# Supplied material start

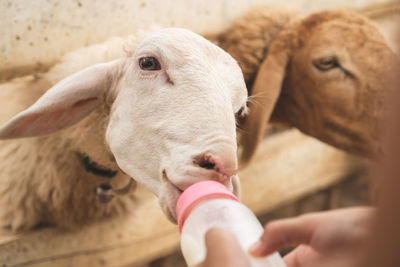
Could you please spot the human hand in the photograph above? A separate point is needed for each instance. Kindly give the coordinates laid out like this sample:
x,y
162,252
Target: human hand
x,y
223,250
330,238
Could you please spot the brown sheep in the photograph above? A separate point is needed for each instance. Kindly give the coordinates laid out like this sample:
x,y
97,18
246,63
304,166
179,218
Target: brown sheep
x,y
325,74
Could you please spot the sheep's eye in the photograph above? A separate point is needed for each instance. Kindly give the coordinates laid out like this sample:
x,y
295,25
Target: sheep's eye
x,y
240,112
149,63
326,63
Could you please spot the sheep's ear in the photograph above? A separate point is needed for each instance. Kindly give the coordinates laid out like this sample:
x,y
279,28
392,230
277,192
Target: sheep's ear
x,y
66,103
266,89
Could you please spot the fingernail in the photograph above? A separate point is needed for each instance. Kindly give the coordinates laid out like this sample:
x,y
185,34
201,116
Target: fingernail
x,y
256,249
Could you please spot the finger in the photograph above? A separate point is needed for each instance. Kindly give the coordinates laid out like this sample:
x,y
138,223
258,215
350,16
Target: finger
x,y
302,256
223,250
284,233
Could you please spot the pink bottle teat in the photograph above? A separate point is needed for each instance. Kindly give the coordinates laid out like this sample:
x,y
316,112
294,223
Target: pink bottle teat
x,y
196,192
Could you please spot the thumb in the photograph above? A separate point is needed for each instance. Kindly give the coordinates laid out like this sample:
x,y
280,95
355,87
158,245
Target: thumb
x,y
283,233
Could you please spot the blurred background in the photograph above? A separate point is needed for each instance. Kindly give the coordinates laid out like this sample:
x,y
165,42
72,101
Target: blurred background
x,y
292,174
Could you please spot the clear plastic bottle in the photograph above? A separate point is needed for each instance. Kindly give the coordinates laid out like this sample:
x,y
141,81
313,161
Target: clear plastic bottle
x,y
210,204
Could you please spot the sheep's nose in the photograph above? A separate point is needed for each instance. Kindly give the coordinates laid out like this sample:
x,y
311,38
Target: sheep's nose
x,y
224,163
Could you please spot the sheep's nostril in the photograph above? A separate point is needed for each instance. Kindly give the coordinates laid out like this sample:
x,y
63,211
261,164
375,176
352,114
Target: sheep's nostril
x,y
206,161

# Supplied material end

Task prompt
Reproduce every line of the entries above word for word, omitting the pictures.

Response for this exercise
Could you please spot the human hand in the photograph above? A separate point is needed for each instance. Kindly give the coordinates laid out like this sample:
x,y
162,252
Target: human hand
x,y
223,250
330,238
Could you please spot the brown sheep in the photograph above? A separate point is needed for each instance. Kindly give the coordinates laid out like this sample:
x,y
97,18
246,63
304,166
179,218
Target: brown sheep
x,y
325,74
Could you please spot the sheep's eye in the photograph above? A separate point is needed for each instance. Kindly give the coordinates laid out like this sample:
x,y
295,25
Target: sheep's eye
x,y
240,112
149,63
326,63
Could you please spot the sheep's ear in the photograph above? A separate point is needed for each instance. Kindly give the coordinates laid out like this sample:
x,y
279,28
392,230
277,192
Target: sheep's ear
x,y
66,103
266,89
Could you please spot the fingernail in the photograph above? A separate point is needed for each instance. Kindly give the coordinates laid out like this sample:
x,y
185,34
201,116
Target: fingernail
x,y
256,249
Could you please spot the finger in the photograph above? A separate point is needed for each instance. Kindly give the coordinates laid out like this sample:
x,y
138,223
258,215
350,16
Target: finger
x,y
302,256
223,250
284,233
Could you please spot the pink bottle teat in the photograph above? A separate point is needed for each instance. Kindly give the coordinates laid out like this sample:
x,y
316,112
294,223
Target: pink bottle teat
x,y
196,192
Could you please spot the thumb in the photograph above? A separate point is needed for each instance. Kindly give the coordinates laid out like this sample:
x,y
280,95
355,87
158,245
Target: thumb
x,y
283,233
Could you please spot the blurred background in the photograph above? A separate point is needed for each instance. Kindly give the coordinates laid out like this sample:
x,y
165,42
72,101
Target: blurred background
x,y
292,174
Could you please spot the clear plastic bottle in the photograph above? A separate point is needed for each instance. Kindly give the coordinates laid out like this sample:
x,y
141,81
313,161
Target: clear plastic bottle
x,y
210,204
Could you please spot the sheep's nose in the photograph above? A separate point is needed for each instance. Kindly give the coordinates laid out like this sample:
x,y
311,38
Target: sheep's nose
x,y
224,163
Could you please spot the sheep's nostril in the photograph above? A separate point is needed for each instance. Kindly give the coordinates laid out like this sample:
x,y
63,211
261,164
375,176
352,114
Target: sheep's nostril
x,y
206,161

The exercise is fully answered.